§ DATA FOR REVIEW:
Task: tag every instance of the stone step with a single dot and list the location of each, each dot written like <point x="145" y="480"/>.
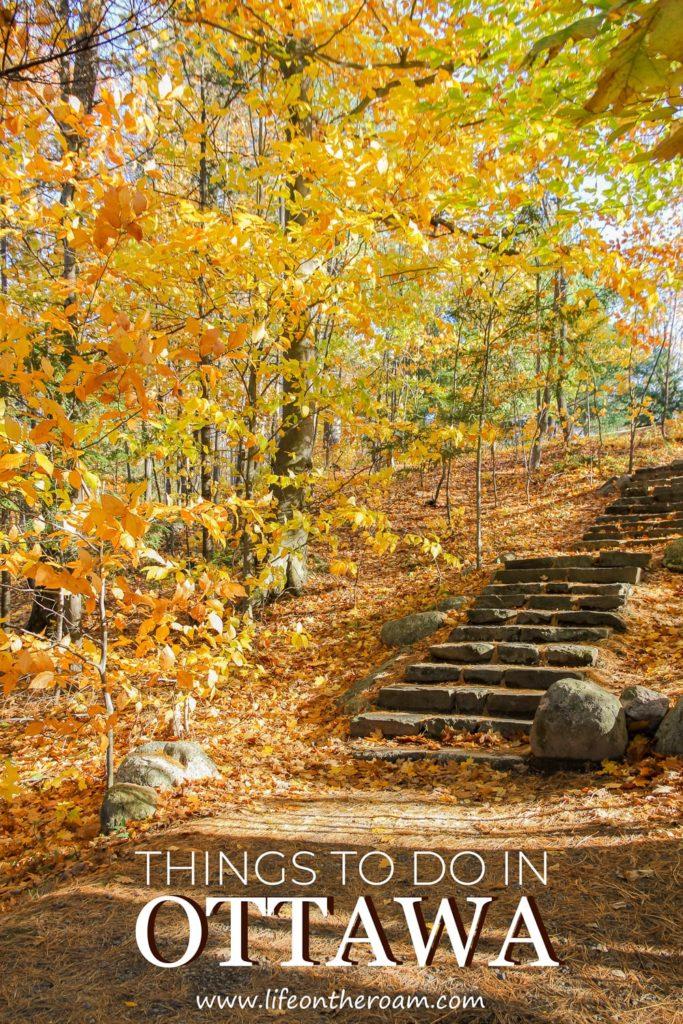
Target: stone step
<point x="589" y="545"/>
<point x="570" y="655"/>
<point x="575" y="561"/>
<point x="529" y="634"/>
<point x="637" y="528"/>
<point x="629" y="535"/>
<point x="566" y="602"/>
<point x="542" y="616"/>
<point x="675" y="465"/>
<point x="531" y="676"/>
<point x="579" y="589"/>
<point x="657" y="482"/>
<point x="638" y="517"/>
<point x="500" y="759"/>
<point x="641" y="504"/>
<point x="496" y="700"/>
<point x="619" y="573"/>
<point x="413" y="723"/>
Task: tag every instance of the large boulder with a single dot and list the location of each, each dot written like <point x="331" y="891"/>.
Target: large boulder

§ WHAT IS BEING ASKED:
Every record above must reappear exactly in the answer, minus its pictures.

§ COMPLETED EXERCISE:
Task: tag every instance of the stone step with a single dot and list the location of each, each dot written like <point x="145" y="480"/>.
Target: stone step
<point x="589" y="545"/>
<point x="570" y="655"/>
<point x="575" y="561"/>
<point x="529" y="634"/>
<point x="637" y="528"/>
<point x="629" y="535"/>
<point x="566" y="602"/>
<point x="542" y="616"/>
<point x="675" y="465"/>
<point x="531" y="676"/>
<point x="579" y="589"/>
<point x="657" y="482"/>
<point x="638" y="517"/>
<point x="500" y="759"/>
<point x="641" y="504"/>
<point x="496" y="700"/>
<point x="619" y="573"/>
<point x="413" y="723"/>
Task: tag every instance of the large boulder with a single dot and list the location of each, each dot written like <point x="331" y="891"/>.
Target: large boulder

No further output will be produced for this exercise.